§ **Exercise details**: Filter the entries below, keeping each line that contains the string "sandy". Copy every matching line, and treat the match as case-sensitive.

§ **Data rows**:
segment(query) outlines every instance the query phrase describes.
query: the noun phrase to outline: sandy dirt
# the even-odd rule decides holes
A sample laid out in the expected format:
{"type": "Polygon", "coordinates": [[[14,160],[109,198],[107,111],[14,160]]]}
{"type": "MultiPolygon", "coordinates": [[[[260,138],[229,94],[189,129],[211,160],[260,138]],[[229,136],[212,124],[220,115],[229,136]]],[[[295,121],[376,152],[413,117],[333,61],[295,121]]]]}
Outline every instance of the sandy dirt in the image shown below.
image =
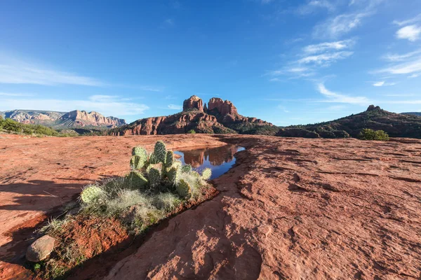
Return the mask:
{"type": "MultiPolygon", "coordinates": [[[[149,150],[162,136],[30,138],[0,135],[0,279],[20,273],[31,232],[48,214],[61,214],[82,188],[123,176],[133,146],[149,150]]],[[[165,137],[170,149],[221,146],[207,135],[165,137]]],[[[25,279],[25,277],[24,277],[25,279]]]]}
{"type": "MultiPolygon", "coordinates": [[[[159,139],[0,139],[5,267],[14,263],[5,253],[23,242],[11,230],[69,201],[90,180],[123,174],[131,147],[159,139]]],[[[421,278],[421,141],[166,139],[173,149],[222,141],[246,150],[214,181],[218,195],[166,221],[107,279],[421,278]]]]}

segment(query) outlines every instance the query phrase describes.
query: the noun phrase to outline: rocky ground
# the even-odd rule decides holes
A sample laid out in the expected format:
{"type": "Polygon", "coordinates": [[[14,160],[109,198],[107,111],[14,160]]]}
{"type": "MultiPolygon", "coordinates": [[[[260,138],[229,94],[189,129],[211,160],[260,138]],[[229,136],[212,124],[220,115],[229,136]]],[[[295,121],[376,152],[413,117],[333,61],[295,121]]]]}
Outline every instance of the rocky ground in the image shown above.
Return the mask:
{"type": "Polygon", "coordinates": [[[103,274],[88,265],[74,279],[421,278],[421,141],[199,134],[0,139],[0,277],[22,271],[21,228],[92,180],[126,173],[133,146],[161,139],[246,150],[214,181],[219,195],[103,274]]]}

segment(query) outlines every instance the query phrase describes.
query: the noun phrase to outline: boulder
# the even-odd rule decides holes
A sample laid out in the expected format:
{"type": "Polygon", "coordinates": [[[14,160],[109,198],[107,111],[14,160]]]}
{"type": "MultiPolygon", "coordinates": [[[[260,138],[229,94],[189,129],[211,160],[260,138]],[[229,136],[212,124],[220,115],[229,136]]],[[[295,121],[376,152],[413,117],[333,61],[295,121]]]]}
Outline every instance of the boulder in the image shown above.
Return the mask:
{"type": "Polygon", "coordinates": [[[27,250],[27,260],[33,262],[45,260],[53,251],[55,241],[54,238],[49,235],[44,235],[36,239],[27,250]]]}
{"type": "Polygon", "coordinates": [[[190,98],[185,99],[182,102],[183,112],[187,111],[203,111],[203,102],[200,97],[192,95],[190,98]]]}

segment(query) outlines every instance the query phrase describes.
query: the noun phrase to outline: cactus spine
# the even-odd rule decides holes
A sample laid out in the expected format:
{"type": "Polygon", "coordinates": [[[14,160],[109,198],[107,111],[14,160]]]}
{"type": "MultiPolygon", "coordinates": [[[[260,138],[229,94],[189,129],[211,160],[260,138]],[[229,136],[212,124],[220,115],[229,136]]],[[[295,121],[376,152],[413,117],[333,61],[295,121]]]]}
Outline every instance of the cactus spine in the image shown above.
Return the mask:
{"type": "Polygon", "coordinates": [[[190,164],[183,165],[182,167],[181,167],[181,171],[182,171],[184,173],[190,172],[192,171],[192,165],[190,165],[190,164]]]}
{"type": "Polygon", "coordinates": [[[160,162],[165,163],[166,160],[166,148],[163,141],[159,141],[155,144],[155,148],[154,149],[154,154],[155,157],[160,162]]]}
{"type": "Polygon", "coordinates": [[[132,171],[127,177],[132,188],[144,189],[148,183],[147,179],[138,171],[132,171]]]}
{"type": "Polygon", "coordinates": [[[187,199],[192,197],[192,188],[183,179],[180,180],[178,185],[177,185],[177,192],[182,197],[187,199]]]}
{"type": "Polygon", "coordinates": [[[95,203],[98,202],[105,195],[105,192],[100,187],[88,186],[82,190],[81,200],[86,204],[95,203]]]}
{"type": "Polygon", "coordinates": [[[210,176],[212,176],[212,170],[210,168],[205,168],[205,169],[202,172],[202,178],[203,180],[209,180],[210,176]]]}
{"type": "Polygon", "coordinates": [[[151,187],[155,188],[161,183],[161,172],[155,167],[151,167],[147,174],[151,187]]]}

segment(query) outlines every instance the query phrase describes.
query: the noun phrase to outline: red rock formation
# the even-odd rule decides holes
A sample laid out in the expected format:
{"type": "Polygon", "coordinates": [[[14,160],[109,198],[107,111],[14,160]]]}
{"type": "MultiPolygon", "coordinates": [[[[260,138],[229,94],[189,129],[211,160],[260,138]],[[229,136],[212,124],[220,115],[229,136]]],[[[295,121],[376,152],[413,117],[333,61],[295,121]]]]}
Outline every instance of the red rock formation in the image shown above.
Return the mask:
{"type": "Polygon", "coordinates": [[[201,133],[235,133],[242,126],[246,129],[256,125],[272,125],[255,118],[239,115],[229,101],[212,98],[208,106],[196,95],[183,102],[183,111],[164,117],[138,120],[130,125],[109,132],[110,135],[149,135],[187,133],[194,130],[201,133]]]}
{"type": "Polygon", "coordinates": [[[183,112],[196,110],[200,111],[201,112],[203,111],[203,102],[196,95],[192,95],[188,99],[185,99],[182,103],[183,112]]]}
{"type": "Polygon", "coordinates": [[[211,111],[215,109],[222,115],[238,115],[235,106],[230,101],[223,101],[220,98],[213,97],[208,103],[208,111],[211,111]]]}

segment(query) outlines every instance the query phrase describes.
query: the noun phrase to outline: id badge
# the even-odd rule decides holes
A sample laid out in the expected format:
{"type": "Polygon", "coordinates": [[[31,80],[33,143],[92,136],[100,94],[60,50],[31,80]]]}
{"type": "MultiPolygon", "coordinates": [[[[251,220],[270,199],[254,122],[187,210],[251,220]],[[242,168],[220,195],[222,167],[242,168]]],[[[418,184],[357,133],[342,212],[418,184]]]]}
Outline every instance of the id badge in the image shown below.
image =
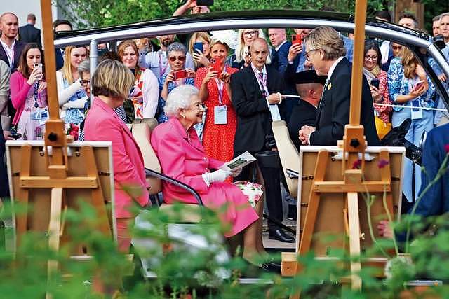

§ **Complete output**:
query: the noun phrase to outline: sandy dirt
Outline every instance of the sandy dirt in the image shown below.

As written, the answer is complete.